-- BEGIN MATERIAL SUPPLIED --

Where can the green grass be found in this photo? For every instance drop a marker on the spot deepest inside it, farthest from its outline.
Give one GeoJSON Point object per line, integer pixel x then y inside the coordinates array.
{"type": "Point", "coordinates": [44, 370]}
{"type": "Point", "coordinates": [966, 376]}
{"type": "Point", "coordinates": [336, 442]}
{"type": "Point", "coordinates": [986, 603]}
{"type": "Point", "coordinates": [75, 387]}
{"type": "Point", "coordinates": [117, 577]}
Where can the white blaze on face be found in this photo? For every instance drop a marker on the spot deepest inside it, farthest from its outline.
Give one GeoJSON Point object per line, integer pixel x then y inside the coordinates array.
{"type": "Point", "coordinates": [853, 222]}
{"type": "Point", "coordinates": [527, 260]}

-- END MATERIAL SUPPLIED --

The entries above must be returned exactly.

• _OUTPUT BELOW_
Where can the green grass be found in this photo? For every instance drop a marker on the spot deepest inside it, farthest from its outline.
Give one GeoJSON Point object per line, integer pixel x then y inside the coordinates array.
{"type": "Point", "coordinates": [44, 370]}
{"type": "Point", "coordinates": [966, 376]}
{"type": "Point", "coordinates": [336, 442]}
{"type": "Point", "coordinates": [986, 603]}
{"type": "Point", "coordinates": [75, 387]}
{"type": "Point", "coordinates": [117, 577]}
Where can the white blaze on face be found in this photo? For every instance drop a marker on the spot deepest inside it, farthest from its outline.
Give one GeoJSON Point object per line, integer pixel x then y inside the coordinates array.
{"type": "Point", "coordinates": [853, 222]}
{"type": "Point", "coordinates": [527, 260]}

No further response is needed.